Data items:
>>>

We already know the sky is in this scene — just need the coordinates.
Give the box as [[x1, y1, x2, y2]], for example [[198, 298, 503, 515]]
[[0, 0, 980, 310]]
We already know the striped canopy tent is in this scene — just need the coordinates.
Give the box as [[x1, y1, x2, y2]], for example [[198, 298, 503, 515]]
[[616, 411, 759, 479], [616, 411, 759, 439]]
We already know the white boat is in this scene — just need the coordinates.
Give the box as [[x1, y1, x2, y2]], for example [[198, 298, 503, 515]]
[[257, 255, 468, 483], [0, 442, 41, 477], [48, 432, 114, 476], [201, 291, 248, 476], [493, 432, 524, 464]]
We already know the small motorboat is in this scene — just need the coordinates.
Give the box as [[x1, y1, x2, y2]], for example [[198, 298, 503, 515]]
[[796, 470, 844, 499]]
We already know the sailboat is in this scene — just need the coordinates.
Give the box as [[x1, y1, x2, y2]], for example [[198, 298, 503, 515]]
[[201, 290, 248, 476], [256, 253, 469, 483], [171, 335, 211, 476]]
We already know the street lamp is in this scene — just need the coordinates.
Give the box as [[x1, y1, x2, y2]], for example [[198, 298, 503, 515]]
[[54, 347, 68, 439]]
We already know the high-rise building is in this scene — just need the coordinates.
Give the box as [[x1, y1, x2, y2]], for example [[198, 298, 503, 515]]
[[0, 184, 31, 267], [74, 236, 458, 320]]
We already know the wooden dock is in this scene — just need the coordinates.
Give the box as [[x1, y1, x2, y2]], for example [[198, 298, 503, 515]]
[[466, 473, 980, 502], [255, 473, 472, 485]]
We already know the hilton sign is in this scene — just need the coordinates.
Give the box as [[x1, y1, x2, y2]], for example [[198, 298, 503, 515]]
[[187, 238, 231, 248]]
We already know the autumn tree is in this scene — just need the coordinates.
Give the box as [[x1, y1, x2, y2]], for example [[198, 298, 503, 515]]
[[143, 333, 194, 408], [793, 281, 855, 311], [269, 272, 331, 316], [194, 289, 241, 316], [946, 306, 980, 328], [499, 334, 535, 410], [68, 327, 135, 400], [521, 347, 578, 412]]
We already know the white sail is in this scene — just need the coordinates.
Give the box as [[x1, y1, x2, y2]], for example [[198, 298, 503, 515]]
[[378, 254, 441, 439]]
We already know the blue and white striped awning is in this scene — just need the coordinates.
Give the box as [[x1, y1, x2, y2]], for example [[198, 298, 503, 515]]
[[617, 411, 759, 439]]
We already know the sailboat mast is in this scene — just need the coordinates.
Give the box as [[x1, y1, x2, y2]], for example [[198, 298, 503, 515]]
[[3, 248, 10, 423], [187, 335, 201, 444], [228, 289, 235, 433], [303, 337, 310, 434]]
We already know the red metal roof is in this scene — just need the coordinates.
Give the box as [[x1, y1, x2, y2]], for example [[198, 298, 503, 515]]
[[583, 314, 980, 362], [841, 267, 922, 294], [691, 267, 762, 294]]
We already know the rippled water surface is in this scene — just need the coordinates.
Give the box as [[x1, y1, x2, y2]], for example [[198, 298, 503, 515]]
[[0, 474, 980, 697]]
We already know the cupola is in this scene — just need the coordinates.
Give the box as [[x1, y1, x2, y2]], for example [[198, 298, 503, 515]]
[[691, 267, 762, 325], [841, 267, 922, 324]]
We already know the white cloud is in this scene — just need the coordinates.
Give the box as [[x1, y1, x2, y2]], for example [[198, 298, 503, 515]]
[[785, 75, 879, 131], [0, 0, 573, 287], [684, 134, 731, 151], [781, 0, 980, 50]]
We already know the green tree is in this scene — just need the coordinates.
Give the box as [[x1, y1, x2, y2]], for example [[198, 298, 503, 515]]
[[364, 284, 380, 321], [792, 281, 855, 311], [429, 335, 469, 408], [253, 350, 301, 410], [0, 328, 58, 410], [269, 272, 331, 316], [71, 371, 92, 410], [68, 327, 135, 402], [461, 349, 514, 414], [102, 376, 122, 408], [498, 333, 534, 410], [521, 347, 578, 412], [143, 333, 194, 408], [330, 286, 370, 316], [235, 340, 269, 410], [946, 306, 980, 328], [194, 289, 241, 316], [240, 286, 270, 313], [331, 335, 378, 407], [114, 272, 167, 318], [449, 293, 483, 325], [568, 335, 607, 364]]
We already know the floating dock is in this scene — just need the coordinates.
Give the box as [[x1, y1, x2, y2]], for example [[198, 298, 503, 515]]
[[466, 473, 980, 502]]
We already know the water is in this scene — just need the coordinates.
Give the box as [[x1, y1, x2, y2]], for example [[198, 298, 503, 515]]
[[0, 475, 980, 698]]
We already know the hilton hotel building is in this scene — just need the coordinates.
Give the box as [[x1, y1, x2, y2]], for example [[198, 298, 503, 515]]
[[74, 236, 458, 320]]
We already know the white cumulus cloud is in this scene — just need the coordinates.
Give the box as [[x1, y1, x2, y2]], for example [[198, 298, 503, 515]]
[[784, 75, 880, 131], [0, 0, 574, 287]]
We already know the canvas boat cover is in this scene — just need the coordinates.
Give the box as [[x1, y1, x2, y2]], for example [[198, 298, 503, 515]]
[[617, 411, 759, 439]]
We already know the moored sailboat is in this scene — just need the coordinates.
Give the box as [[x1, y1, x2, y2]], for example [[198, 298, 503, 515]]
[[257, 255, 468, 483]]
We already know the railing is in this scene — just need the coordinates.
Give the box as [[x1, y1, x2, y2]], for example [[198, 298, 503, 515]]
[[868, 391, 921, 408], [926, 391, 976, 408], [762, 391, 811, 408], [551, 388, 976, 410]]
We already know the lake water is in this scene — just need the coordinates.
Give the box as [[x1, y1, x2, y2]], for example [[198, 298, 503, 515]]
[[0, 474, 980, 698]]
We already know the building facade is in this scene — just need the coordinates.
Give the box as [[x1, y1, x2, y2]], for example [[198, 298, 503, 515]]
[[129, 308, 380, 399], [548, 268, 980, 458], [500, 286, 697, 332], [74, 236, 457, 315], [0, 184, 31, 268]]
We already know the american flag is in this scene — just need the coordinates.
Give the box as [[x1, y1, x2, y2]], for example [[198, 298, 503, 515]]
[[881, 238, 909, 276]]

<<<

Job
Copy the lines above word for word, from the first through the last.

Exercise answer
We already know the sky is in this scene — just need the coordinates.
Give the box as [[x1, y1, x2, y2]], for example [[198, 298, 503, 515]]
[[0, 0, 980, 310]]
We already know the striped canopy tent is in this scene — just need the coordinates.
Give the box as [[x1, y1, x2, y2]], for example [[198, 298, 503, 515]]
[[616, 411, 759, 479], [616, 411, 759, 439]]
We already know the white boat is in this scene — just need the coordinates.
Give the box as [[x1, y1, x2, y2]], for example [[198, 298, 503, 515]]
[[257, 255, 468, 483], [0, 442, 41, 477], [48, 432, 114, 476], [201, 291, 248, 476], [493, 432, 524, 464]]
We already know the small motorboat is in this scene — just need the coordinates.
Give the box as [[x1, y1, x2, y2]], for example [[198, 298, 503, 515]]
[[796, 470, 844, 499]]
We already know the sailboat is in this scene — just need the coordinates.
Give the box as [[x1, y1, x2, y2]], for example [[198, 298, 503, 515]]
[[201, 290, 248, 476], [256, 253, 469, 483], [171, 335, 211, 476]]
We already know the street lamp is in this scene — just need the coordinates.
Give the box as [[x1, y1, x2, y2]], for example [[198, 298, 503, 515]]
[[54, 347, 68, 439]]
We already know the high-rise building is in this scene — just need the coordinates.
Give the box as [[x1, y1, x2, y2]], for example [[198, 298, 503, 515]]
[[0, 184, 31, 267], [74, 236, 458, 320]]
We already know the wooden dock is in this scene — just need the coordinates.
Give the box as [[x1, y1, x2, y2]], for example [[198, 298, 503, 515]]
[[466, 473, 980, 502], [255, 473, 472, 485]]
We already know the hilton sign is in this scene — just need the coordinates.
Give the box as [[x1, y1, x2, y2]], for example [[198, 298, 503, 515]]
[[187, 238, 231, 248]]
We already know the autumn tree is in this scene — just need the coordinates.
Give the box as [[x1, y1, x2, y2]], for example [[198, 298, 503, 515]]
[[143, 333, 194, 408], [793, 281, 855, 311], [269, 272, 331, 316], [194, 289, 241, 316], [946, 306, 980, 328], [499, 334, 535, 410], [68, 327, 135, 400], [521, 347, 578, 412]]
We already know the white sail is in this scene — just need the coordinates.
Give the box as [[x1, y1, x2, y2]], for example [[198, 298, 503, 515]]
[[378, 254, 441, 439]]
We already know the blue and white striped awning is in this scene — just need the coordinates.
Give the box as [[x1, y1, x2, y2]], for example [[198, 298, 503, 515]]
[[617, 411, 759, 439]]
We already know the sailboat mast is in this scene — just need the coordinates.
Give the box as [[x1, y1, x2, y2]], for example [[198, 298, 503, 515]]
[[3, 248, 10, 423], [187, 335, 201, 444], [228, 289, 235, 433], [303, 337, 310, 434]]
We already know the red metal roof is in this scene — just need the coordinates.
Give the box as [[x1, y1, x2, y2]], for example [[198, 298, 503, 515]]
[[583, 314, 980, 362], [841, 267, 922, 294], [691, 267, 762, 294]]
We already know the rippled water surface is in this scene — just need the coordinates.
Give the box as [[x1, y1, x2, y2]], for example [[198, 298, 503, 515]]
[[0, 474, 980, 697]]
We already know the cupola is in this scene — just need the coordinates.
Give the box as [[x1, y1, x2, y2]], for example [[198, 298, 503, 515]]
[[691, 267, 762, 325], [841, 267, 922, 324]]
We already know the white cloud is in this scene — just need the coordinates.
Give the box as [[x1, y1, x2, y2]], for example [[198, 298, 503, 515]]
[[785, 75, 879, 131], [0, 0, 573, 287], [684, 134, 731, 151], [781, 0, 980, 50]]
We already know the green tree is in this scene — just need the coordinates.
Give the box as [[x1, y1, x2, y2]], for example [[198, 298, 503, 515]]
[[364, 284, 380, 321], [792, 281, 855, 311], [429, 335, 469, 408], [253, 350, 301, 410], [0, 328, 58, 410], [269, 272, 331, 316], [71, 371, 92, 410], [68, 327, 135, 402], [461, 349, 514, 414], [102, 376, 122, 408], [498, 333, 534, 410], [521, 347, 578, 412], [143, 333, 194, 408], [330, 286, 370, 316], [235, 340, 269, 410], [946, 306, 980, 328], [194, 289, 241, 316], [240, 286, 270, 313], [331, 335, 378, 407], [114, 272, 167, 318], [449, 293, 483, 325], [568, 335, 607, 364]]
We already know the floating dock is in this scene — just need the coordinates.
Give the box as [[x1, y1, x2, y2]], for example [[198, 298, 503, 515]]
[[466, 473, 980, 502]]
We already know the water is in this scene — just need the coordinates.
Give the box as [[x1, y1, x2, y2]], for example [[198, 298, 503, 515]]
[[0, 475, 980, 698]]
We already know the hilton hotel building is in this scene — just need the coordinates.
Give the box as [[x1, y1, x2, y2]], for example [[198, 298, 503, 515]]
[[74, 236, 458, 320]]
We already know the white cumulus cloud is in this scene — just need the coordinates.
Give the box as [[x1, y1, x2, y2]], for example [[198, 298, 503, 515]]
[[784, 75, 880, 131], [0, 0, 574, 287]]
We already know the canvas boat cover is in this scene — just need the coordinates.
Give the box as [[x1, y1, x2, y2]], for example [[198, 298, 503, 515]]
[[617, 411, 759, 439]]
We already know the moored sailboat is in this scene — just need the coordinates.
Give the box as [[x1, y1, x2, y2]], for example [[198, 298, 503, 515]]
[[257, 255, 468, 483]]
We already know the railing is in this scene — just need the coordinates.
Give the box as [[x1, y1, x2, y2]], for example [[198, 298, 503, 515]]
[[868, 391, 921, 408], [926, 391, 976, 408], [762, 391, 811, 408], [551, 388, 976, 410]]
We already know the lake water is in this scene — just need the coordinates.
Give the box as [[x1, y1, x2, y2]], for example [[198, 298, 503, 515]]
[[0, 474, 980, 698]]
We already know the building facade is in this scene — just need the coordinates.
Give the box as [[x1, y1, x2, y2]], for example [[198, 298, 503, 515]]
[[129, 308, 380, 399], [548, 268, 980, 458], [500, 286, 697, 332], [74, 236, 457, 315], [0, 184, 31, 268]]
We already know the american flag is in this scene — just need the coordinates.
Give the box as [[x1, y1, x2, y2]], for example [[198, 298, 503, 515]]
[[881, 238, 909, 276]]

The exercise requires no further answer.